* OBJECTIVE
Please copy all the lines that follow, word for word.
- - - - - - -
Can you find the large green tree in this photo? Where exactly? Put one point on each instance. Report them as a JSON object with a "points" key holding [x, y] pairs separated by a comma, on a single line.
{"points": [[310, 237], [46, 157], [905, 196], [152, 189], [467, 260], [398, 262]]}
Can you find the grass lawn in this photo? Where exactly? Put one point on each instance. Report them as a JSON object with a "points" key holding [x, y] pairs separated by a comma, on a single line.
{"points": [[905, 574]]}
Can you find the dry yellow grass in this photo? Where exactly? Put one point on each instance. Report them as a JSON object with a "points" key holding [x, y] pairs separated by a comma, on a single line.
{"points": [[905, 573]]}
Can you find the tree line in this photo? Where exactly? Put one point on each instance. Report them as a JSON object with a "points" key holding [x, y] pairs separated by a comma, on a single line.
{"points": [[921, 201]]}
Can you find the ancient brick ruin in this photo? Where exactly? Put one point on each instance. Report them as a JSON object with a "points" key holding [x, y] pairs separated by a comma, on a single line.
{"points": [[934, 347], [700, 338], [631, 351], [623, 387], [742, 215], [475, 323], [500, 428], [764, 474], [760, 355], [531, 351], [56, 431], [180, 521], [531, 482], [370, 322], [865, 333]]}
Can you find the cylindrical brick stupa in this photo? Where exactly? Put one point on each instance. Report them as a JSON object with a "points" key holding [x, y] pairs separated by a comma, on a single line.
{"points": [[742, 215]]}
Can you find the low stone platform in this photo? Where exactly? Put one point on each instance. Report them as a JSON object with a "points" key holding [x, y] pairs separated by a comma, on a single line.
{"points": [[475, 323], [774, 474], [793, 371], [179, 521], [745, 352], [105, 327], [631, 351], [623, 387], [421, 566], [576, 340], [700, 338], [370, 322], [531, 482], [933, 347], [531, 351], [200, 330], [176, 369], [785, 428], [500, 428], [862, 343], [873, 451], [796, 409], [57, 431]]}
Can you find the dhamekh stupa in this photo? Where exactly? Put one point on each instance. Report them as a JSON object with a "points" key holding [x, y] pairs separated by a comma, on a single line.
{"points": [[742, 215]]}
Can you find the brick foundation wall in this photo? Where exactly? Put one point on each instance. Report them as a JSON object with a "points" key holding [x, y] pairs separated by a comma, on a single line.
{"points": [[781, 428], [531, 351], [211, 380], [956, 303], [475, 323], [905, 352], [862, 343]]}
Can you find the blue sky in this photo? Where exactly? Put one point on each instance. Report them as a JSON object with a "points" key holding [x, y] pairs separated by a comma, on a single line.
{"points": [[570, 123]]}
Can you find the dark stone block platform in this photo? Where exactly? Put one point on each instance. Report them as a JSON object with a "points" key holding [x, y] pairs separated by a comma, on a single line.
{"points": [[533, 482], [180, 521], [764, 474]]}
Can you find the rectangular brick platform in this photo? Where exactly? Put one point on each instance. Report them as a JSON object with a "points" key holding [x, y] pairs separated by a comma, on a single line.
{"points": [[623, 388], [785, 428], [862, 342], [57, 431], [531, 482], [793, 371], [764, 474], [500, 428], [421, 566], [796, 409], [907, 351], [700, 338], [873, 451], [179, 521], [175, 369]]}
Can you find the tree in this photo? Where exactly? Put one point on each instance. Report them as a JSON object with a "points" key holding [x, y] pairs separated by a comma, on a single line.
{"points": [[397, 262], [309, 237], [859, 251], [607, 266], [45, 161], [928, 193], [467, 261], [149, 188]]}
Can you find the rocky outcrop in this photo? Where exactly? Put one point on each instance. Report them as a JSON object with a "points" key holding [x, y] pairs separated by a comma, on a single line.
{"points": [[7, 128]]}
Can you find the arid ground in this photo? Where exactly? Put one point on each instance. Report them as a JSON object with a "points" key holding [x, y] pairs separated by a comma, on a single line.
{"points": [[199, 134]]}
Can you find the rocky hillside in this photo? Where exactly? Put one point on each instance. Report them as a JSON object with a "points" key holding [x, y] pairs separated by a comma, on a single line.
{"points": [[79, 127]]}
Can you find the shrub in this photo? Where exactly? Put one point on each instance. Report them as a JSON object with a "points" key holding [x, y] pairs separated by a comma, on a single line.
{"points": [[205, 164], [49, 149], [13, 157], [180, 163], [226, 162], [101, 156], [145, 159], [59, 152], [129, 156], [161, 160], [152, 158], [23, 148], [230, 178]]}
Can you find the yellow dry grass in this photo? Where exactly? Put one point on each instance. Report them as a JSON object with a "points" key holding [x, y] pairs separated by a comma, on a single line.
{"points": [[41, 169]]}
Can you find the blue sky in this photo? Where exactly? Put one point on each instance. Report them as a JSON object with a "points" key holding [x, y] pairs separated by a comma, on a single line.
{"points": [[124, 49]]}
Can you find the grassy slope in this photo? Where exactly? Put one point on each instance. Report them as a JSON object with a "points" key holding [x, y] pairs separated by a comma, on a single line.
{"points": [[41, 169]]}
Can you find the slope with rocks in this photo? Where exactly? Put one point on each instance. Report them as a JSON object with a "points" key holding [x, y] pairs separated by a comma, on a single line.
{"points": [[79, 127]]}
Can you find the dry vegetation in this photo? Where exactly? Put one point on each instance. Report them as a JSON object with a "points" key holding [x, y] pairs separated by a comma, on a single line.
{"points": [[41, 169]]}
- - - - - - -
* WRITTEN REPLY
Can you find the large green tree in this photo? Where exactly? Put one point on each instance. Report them as a JSON object with a "points" key holding [x, y] pairs separated by a comma, on a single line.
{"points": [[310, 237], [46, 157], [905, 196], [152, 189], [467, 260], [398, 262]]}
Can you find the grass lawn in this photo? Where exactly? Put one point on each instance. Report them as a JSON object with a "points" key holding [x, y] pairs separated by a comma, on a single line.
{"points": [[905, 574]]}
Can you find the dry yellow grass in this photo? Where exactly? Put one point on each instance. Report them as a JSON object with a "points" key holding [x, y] pairs separated by a comma, on a single line.
{"points": [[905, 573]]}
Can you find the tree line in this photo? Where exactly? Put one point on each instance. Report them as a JSON object with a "points" key holding [x, y] pairs separated by a comma, on a single line.
{"points": [[921, 201]]}
Can you find the ancient brick ruin in this photo? Where exactly? Put one point on each instance. Report them as a JSON object with a "points" key holding [x, y] pairs separated by a comma, on a single line.
{"points": [[934, 347], [700, 338], [631, 351], [623, 387], [742, 215], [475, 323], [500, 428], [764, 474], [760, 355], [531, 351], [56, 431], [180, 521], [531, 482], [370, 322], [865, 333]]}
Can you find the cylindrical brick stupa in this photo? Where exactly? Put one point on each instance. Report them as a JSON object with a "points" key holding [x, y] pairs separated by a comma, on a single line.
{"points": [[742, 215]]}
Can you find the low stone platform in this photo? Where exactly? Put one point on each instance. Report them as a JSON object with a "points" key holding [x, y] pairs separated by a comma, on a single line.
{"points": [[475, 323], [774, 474], [793, 371], [179, 521], [745, 352], [105, 327], [631, 351], [623, 387], [421, 566], [576, 340], [700, 338], [370, 322], [531, 482], [933, 347], [531, 351], [200, 330], [176, 369], [785, 428], [500, 428], [862, 343], [873, 451], [796, 409], [57, 431]]}
Can you find the dhamekh stupa in this photo? Where exactly? Put one point on each instance. Report them as a JSON object with a "points" key holding [x, y] pairs separated by a comma, on a single line.
{"points": [[742, 215]]}
Can you find the brick foundation wall in this photo? Where exactly? Put one point on each instance. Report them as a JSON object with a "points" key holding [x, y] pairs separated by a comma, on a single line.
{"points": [[781, 428], [531, 351], [211, 380], [956, 303], [475, 323], [905, 352], [862, 343]]}
Can you find the blue sky in this photo? Where exactly? Put one point on each instance. Report them as a JSON object with a "points" key holding [x, y] pairs separated by a comma, on a single line.
{"points": [[570, 123]]}
Can you find the dark stone block platform in this photo? Where exactly? Put one point on each instance. Report them as a JSON object with a "points" key holding [x, y] pairs separated by a comma, on a single line.
{"points": [[533, 482], [180, 521], [764, 474]]}
Can you find the rectangular brick platform in this photo? Where exactly? Put one point on each instance. Report them as a JSON object with a "points" key holding [x, y] pairs separated by a comma, on a single line.
{"points": [[623, 388], [785, 428], [862, 342], [57, 431], [531, 482], [793, 371], [764, 474], [500, 428], [421, 566], [796, 409], [907, 351], [700, 338], [873, 451], [179, 521], [175, 369]]}
Can you find the tree in this photo? Where exactly? Put one point on each instance. Report them as a JSON object with a "points" key holding [x, y] pairs separated by a comma, on a single line.
{"points": [[397, 262], [309, 237], [859, 251], [607, 266], [45, 161], [928, 193], [467, 261], [149, 188]]}
Can you find the rocky outcrop in this photo? Where exactly? Put one point on each instance. Report them as a JSON object with a "points" key holding [x, y] pairs separated by a comma, on a single line.
{"points": [[7, 128]]}
Can you find the arid ground in this photo? Where exactly? Put one point on each instance. Report them as a JSON object with a "points" key holding [x, y] pairs separated by a comma, on a single line.
{"points": [[199, 134]]}
Can you find the rocky hillside in this photo? Where exactly? Put one point on each instance. Report them as a JSON object with a "points" key holding [x, y] pairs separated by a comma, on a single line.
{"points": [[79, 127]]}
Can you find the shrub in this photo? Where exactly? Put one point on each instance. Report them as a JSON object with a "points" key holding [x, y] pairs separated by a comma, on a single line.
{"points": [[205, 164], [49, 149], [13, 157], [180, 163], [226, 162], [101, 156], [145, 159], [59, 152], [129, 156], [161, 160], [152, 158], [23, 148], [230, 178]]}
Can you find the yellow dry grass in this photo? Where exactly? Put one point on each instance. Report them as a JSON object with a "points" key holding [x, y] pairs separated by a comma, on a single line.
{"points": [[41, 169]]}
Can you find the blue sky in this photo? Where exactly? Put one point on each instance. Report them as a JSON object with a "points" key holding [x, y] pairs separated by a comma, on a single line.
{"points": [[124, 49]]}
Can you find the grassy slope in this photo? Where exactly? Put one point on each instance. Report them as a JSON object with a "points" key holding [x, y] pairs separated by a comma, on a single line.
{"points": [[41, 169]]}
Can you find the slope with rocks in this photo? Where exactly? Put one point on each instance. Report them as a JSON object with a "points" key holding [x, y] pairs separated by a comma, on a single line.
{"points": [[79, 127]]}
Can you find the dry vegetation in this photo? Where exactly? Put one point on each instance. Report them as a JSON object with a "points" key holding [x, y] pairs separated by a comma, on a single line.
{"points": [[41, 169]]}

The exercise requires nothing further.